#### Excerpt
This post originally appeared on AddictionBlog.org
“Don’t let today’s disappointments cast a shadow on tomorrow’s dreams.” Unknown
For me, disappointment is one of life’s most uncomfortable feelings. It’s complex, containing a subset of conflicting emotions like:
…and probably many others too subtle to identify. Sometimes, those emotions by themselves are easier to deal with, but disappointment can leave me at a loose end. I might not be sure whether I should feel angry, or just impatiently wish that I would hurry up and get over it.
Disappointment can hover at the front of your mind and niggle at the back, bringing you a grey perspective on life, even if you’re trying to forget about it. Although disappointment manifests itself in different ways, the root feeling is human in us all. And for that reason, I’ve come to develop four ways you can manage disappointment in addiction recovery and ultimately move past its cloying hands into a place of acceptance.
1. Let it out.
One of the hardest things to do in a world where everything is immediate – we are all under external pressure, and time is a scarce resource – is to just let yourself experience a feeling such as grieving or sadness. Even at the most difficult times, on average we only allow ourselves 1 to 2 weeks off of work, and then we mostly expect to get back into normality again.
########
### Exercise task
Retype the post on handling disappointment in addiction recovery in full, word for word. Leave the material out of your work entirely.
#### Information supplied
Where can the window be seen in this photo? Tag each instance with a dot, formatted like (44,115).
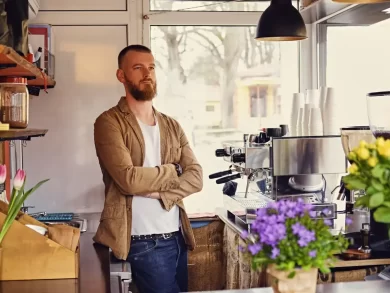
########
### Answer
This post originally appeared on AddictionBlog.org
“Don’t let today’s disappointments cast a shadow on tomorrow’s dreams.” Unknown
For me, disappointment is one of life’s most uncomfortable feelings. It’s complex, containing a subset of conflicting emotions like:
…and probably many others too subtle to identify. Sometimes, those emotions by themselves are easier to deal with, but disappointment can leave me at a loose end. I might not be sure whether I should feel angry, or just impatiently wish that I would hurry up and get over it.
Disappointment can hover at the front of your mind and niggle at the back, bringing you a grey perspective on life, even if you’re trying to forget about it. Although disappointment manifests itself in different ways, the root feeling is human in us all. And for that reason, I’ve come to develop four ways you can manage disappointment in addiction recovery and ultimately move past its cloying hands into a place of acceptance.
1. Let it out.
One of the hardest things to do in a world where everything is immediate – we are all under external pressure, and time is a scarce resource – is to just let yourself experience a feeling such as grieving or sadness. Even at the most difficult times, on average we only allow ourselves 1 to 2 weeks off of work, and then we mostly expect to get back into normality again.